Do this:
Please reproduce all of the material below word for word, leaving the pictures out of your answer.

***

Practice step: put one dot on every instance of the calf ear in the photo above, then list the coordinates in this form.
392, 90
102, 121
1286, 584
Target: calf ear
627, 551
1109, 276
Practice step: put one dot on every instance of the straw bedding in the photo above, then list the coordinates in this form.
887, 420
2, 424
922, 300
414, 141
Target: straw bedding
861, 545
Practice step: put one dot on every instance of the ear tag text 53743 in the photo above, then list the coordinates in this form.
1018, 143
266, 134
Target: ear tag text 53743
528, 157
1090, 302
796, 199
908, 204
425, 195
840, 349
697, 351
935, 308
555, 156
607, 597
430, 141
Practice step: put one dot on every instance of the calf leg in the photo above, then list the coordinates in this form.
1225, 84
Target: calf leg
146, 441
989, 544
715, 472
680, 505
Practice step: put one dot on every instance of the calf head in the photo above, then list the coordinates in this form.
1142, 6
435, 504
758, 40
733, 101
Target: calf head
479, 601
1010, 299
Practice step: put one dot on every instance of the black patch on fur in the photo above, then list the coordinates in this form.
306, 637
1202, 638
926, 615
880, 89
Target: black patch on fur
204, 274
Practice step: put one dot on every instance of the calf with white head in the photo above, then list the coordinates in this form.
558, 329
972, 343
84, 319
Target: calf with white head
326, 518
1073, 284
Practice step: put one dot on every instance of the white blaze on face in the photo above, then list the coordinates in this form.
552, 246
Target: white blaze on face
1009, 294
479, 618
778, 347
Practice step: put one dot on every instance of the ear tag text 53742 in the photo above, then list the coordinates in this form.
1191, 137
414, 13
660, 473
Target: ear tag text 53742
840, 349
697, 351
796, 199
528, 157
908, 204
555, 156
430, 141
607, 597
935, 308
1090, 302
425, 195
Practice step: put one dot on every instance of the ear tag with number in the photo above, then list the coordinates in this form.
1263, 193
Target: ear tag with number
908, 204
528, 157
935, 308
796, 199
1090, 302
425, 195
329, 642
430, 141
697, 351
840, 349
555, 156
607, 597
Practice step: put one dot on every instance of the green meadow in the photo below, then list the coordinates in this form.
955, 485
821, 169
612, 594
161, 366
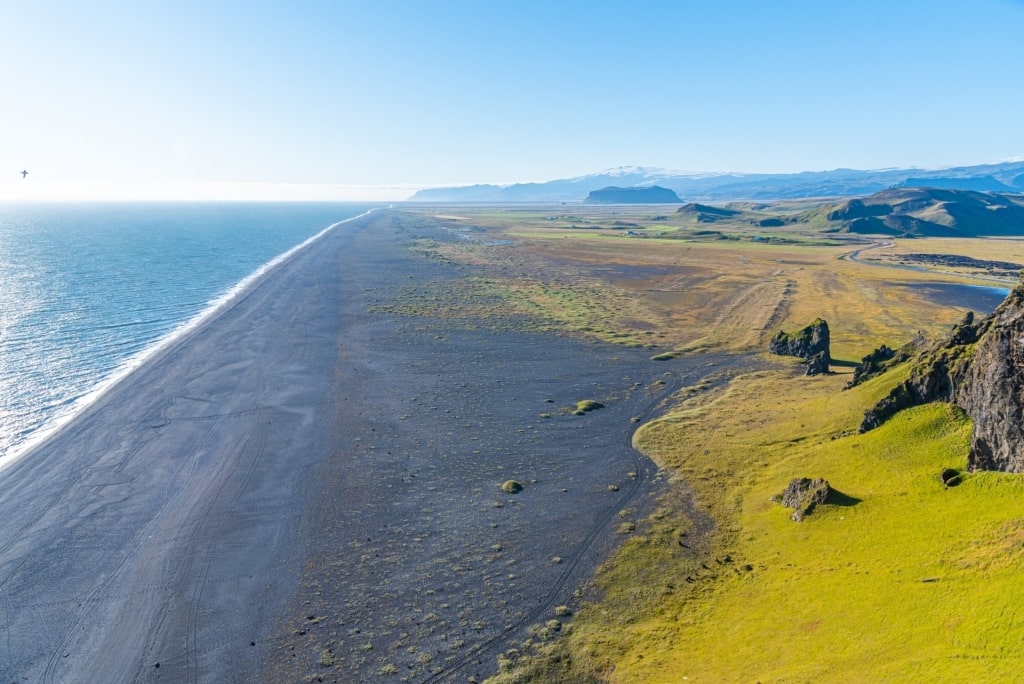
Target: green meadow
897, 578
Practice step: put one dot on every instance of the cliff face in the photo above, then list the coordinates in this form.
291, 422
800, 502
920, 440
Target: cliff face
992, 392
810, 343
980, 368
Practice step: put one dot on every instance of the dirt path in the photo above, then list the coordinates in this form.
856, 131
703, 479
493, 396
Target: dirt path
307, 487
423, 569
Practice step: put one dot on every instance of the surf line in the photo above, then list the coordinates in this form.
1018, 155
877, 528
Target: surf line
215, 307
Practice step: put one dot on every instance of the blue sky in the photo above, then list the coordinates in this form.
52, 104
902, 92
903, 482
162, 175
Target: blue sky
375, 98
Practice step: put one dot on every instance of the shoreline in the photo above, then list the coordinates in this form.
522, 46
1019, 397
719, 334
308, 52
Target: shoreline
162, 524
217, 305
306, 478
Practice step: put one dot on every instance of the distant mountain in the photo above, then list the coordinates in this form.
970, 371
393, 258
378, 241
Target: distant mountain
725, 186
707, 214
647, 195
924, 211
979, 184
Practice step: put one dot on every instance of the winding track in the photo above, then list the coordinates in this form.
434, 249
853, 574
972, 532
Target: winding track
161, 533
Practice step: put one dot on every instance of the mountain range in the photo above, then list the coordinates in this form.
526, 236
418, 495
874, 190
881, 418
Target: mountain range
1005, 177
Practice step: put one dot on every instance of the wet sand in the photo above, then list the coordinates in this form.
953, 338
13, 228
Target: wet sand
307, 487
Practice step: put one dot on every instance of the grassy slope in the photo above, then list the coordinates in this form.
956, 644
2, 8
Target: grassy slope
912, 583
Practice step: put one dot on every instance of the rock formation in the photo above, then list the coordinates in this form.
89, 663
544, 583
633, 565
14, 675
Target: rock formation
938, 375
980, 368
808, 343
803, 495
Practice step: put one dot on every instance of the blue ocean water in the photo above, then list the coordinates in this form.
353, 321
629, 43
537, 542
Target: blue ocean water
86, 290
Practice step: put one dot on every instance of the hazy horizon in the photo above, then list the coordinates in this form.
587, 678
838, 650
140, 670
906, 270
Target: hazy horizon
374, 100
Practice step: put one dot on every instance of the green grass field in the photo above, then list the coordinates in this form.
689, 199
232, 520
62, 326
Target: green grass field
897, 580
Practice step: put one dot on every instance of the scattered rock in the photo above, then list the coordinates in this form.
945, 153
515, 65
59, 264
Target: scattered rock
803, 494
586, 407
817, 365
951, 477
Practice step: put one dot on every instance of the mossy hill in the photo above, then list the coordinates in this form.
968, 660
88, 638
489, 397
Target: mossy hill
645, 195
979, 369
706, 213
924, 212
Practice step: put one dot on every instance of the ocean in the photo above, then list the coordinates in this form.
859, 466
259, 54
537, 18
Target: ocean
89, 291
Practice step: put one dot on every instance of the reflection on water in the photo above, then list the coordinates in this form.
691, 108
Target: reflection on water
975, 297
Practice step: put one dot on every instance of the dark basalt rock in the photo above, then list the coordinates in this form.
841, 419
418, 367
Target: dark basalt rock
803, 494
951, 477
805, 343
817, 365
884, 358
980, 369
939, 374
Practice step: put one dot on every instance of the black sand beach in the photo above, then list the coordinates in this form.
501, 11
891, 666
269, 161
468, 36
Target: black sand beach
305, 486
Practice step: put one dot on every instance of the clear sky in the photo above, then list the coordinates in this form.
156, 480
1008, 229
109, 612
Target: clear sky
375, 98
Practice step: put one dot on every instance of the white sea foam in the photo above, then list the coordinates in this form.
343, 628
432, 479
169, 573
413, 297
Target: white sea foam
215, 306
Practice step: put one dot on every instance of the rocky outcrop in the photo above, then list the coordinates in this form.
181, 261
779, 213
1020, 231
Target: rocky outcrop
992, 390
803, 494
808, 343
979, 368
938, 375
818, 364
871, 365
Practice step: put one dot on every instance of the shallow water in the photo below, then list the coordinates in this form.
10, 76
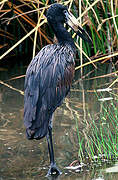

***

Written reply:
Practice step: put one dot on every instance of the calf ear in the photo above, then list the coordinates in this form.
392, 90
102, 121
1286, 584
Target: calf ear
627, 551
1109, 276
Practice step: put one dot on every instance of the straw bedding in the photo above, then list the coordinates in this form.
887, 420
2, 424
922, 300
414, 141
Target: straw bedding
861, 545
Practice step: put one dot on every instance of the ear tag text 53743 in the photo above, then list the coordinates in this form.
1018, 143
266, 134
Target: ear tag text 53743
528, 157
1090, 302
796, 199
908, 204
425, 195
840, 349
697, 351
935, 308
555, 156
607, 597
430, 141
Practice step: put one dot on every instance of the calf leg in the photo above, then list the coordinates in this form.
1225, 84
Target: calf leg
146, 441
989, 544
715, 472
680, 505
Practice step: put one dot on every instance of the calf head in the photo above, then list the coordinates in this form.
1142, 6
435, 504
758, 40
733, 101
Target: calf head
479, 601
1010, 299
Practice step: put one dot on every instance of the black patch on fur in the photo above, then list the coordinates in this form.
306, 637
1202, 638
926, 615
880, 89
Target: black patch on fur
204, 274
Practice step: put one dot on every instance of the calf with white head in the photo above, then list the coordinates in this form.
558, 329
972, 343
84, 319
Target: calf with white head
326, 518
1073, 284
Practice step: put one dot on every instance of the white blaze on face in the photo above, then list the coordinates in this form.
552, 246
Target: white blaze on face
1009, 294
479, 618
778, 347
Practice step: put one dot on every instance of the ear tag text 53742 in the photo above, then list the coordinates in this form.
1191, 137
414, 13
660, 473
Target: ear tag text 53742
840, 349
697, 351
796, 199
528, 157
908, 204
555, 156
430, 141
607, 597
935, 308
1090, 302
425, 195
Practice step: put one dot on every instance of the ear tag with number in the photo above, then list the coordinates in this form.
1263, 193
Target: ear tag with number
908, 204
528, 157
935, 308
796, 199
1090, 302
425, 195
329, 642
430, 141
697, 351
840, 349
555, 156
607, 597
Practice step: put one dot on every instance of the green meadow in the photo below, then list the coordinates in this form.
955, 485
821, 169
612, 594
161, 366
Target: green meadow
897, 578
Practice step: put one dot on every instance of the cliff face in the photo above, then list the coordinates in this form.
291, 422
800, 502
920, 440
Target: cliff face
992, 392
810, 343
980, 368
Practice step: put one dot on every instance of the dirt path in the photo above, then list the coordinates in this form.
856, 131
703, 479
493, 396
Target: dirt path
307, 487
423, 569
Practice step: put one dot on every instance of the surf line in the photo above, then list the coordinates in this form.
1018, 155
877, 528
Target: surf line
215, 307
Practice step: put one dot on every instance of the blue sky in the photo above, then list the coordinates in this form.
52, 104
902, 92
903, 482
162, 175
Target: blue sky
375, 98
Practice step: put one dot on every instance of the shoreline in the photo above, then list the coordinates in this form.
522, 46
1019, 397
719, 334
308, 52
Target: shoreline
162, 524
217, 305
306, 478
Practice step: put one dot on every instance of the distant mountain in the photo above, then list the coordinates in this form.
970, 371
393, 258
378, 241
Target: distant mountain
725, 186
707, 214
647, 195
924, 211
979, 184
Practice step: put one dot on every instance of the winding track in the photo above, then list the coordinates in this form.
434, 249
853, 574
972, 532
Target: winding track
161, 533
Practice step: put one dot on every instance of the mountain range in the photo above, then list the coordinates in this form.
526, 236
418, 495
874, 190
881, 418
Target: mountain range
1005, 177
Practice step: put one dot on every instance of the wet sand in the photo above, then list the coordinates in this form.
953, 338
13, 228
Target: wet sand
307, 487
Practice step: put one dot on every instance of the grassy slope in the photo above, then list the coordinates in this form.
956, 644
2, 8
Target: grassy slope
912, 583
Practice step: put one dot on every instance of the rock formation in the photo above, then list the coordinates in this form.
89, 663
544, 583
633, 565
14, 675
Target: rock formation
938, 375
980, 368
808, 343
803, 495
Practice step: put one dot on every instance of the blue ocean water in the photo above, then list the coordinates in this form.
353, 321
629, 43
537, 542
Target: blue ocean water
86, 290
Practice step: put one dot on every instance of the hazy horizon in the photo above, then list the coordinates in this form.
587, 678
838, 650
140, 670
906, 270
Target: hazy horizon
374, 100
Practice step: put one dot on every instance of the green grass field in the photo above, then list the coordinates in this form.
689, 199
232, 520
62, 326
Target: green grass field
897, 580
Practice step: put one dot on every instance of the scattered rock in the photo above, then list the coordinates in this form.
945, 153
515, 65
59, 264
Target: scattered rock
803, 494
586, 407
817, 365
951, 477
Practice step: put one dot on every instance of the mossy hill in the photo above, then list the coordinates in this form.
968, 660
88, 638
489, 397
Target: mossy hill
645, 195
979, 369
706, 213
924, 212
Practice step: put one dot on every instance of the ocean in the photo above, then list the coordinates in this form.
859, 466
259, 54
537, 18
Target: ocean
89, 291
Practice step: put one dot on every instance of the reflection on water in the photo above, then list the coordinates in this form.
691, 108
Target: reflection on water
975, 297
Practice step: put one dot on every instance of the dark basalt rock in the photo above, then list the coordinates in this form.
841, 419
418, 367
Target: dark basalt rock
803, 494
951, 477
805, 343
817, 365
884, 358
980, 369
939, 374
Practice step: put one dot on every instance of the black sand beach in the photo above, then list the coordinates in this form.
501, 11
891, 666
269, 161
468, 36
Target: black sand beach
305, 486
Practice step: put one dot on every instance of the clear sky in the photo above, then list the coordinates in this form.
156, 480
1008, 229
109, 612
Target: clear sky
375, 98
Practice step: put one dot on every instance of the white sea foam in the photo above, then list the coordinates in this form.
343, 628
432, 479
169, 573
413, 297
Target: white sea foam
215, 306
Practice step: put one dot on every instance of the rocky outcrop in the photo above, then list the coordinates in this form.
181, 261
779, 213
1020, 231
Target: rocky outcrop
992, 390
803, 494
808, 343
979, 368
938, 375
818, 364
871, 365
Practice step: put one dot on every instance of the shallow water in the photo below, then list the coordinates in this form.
10, 76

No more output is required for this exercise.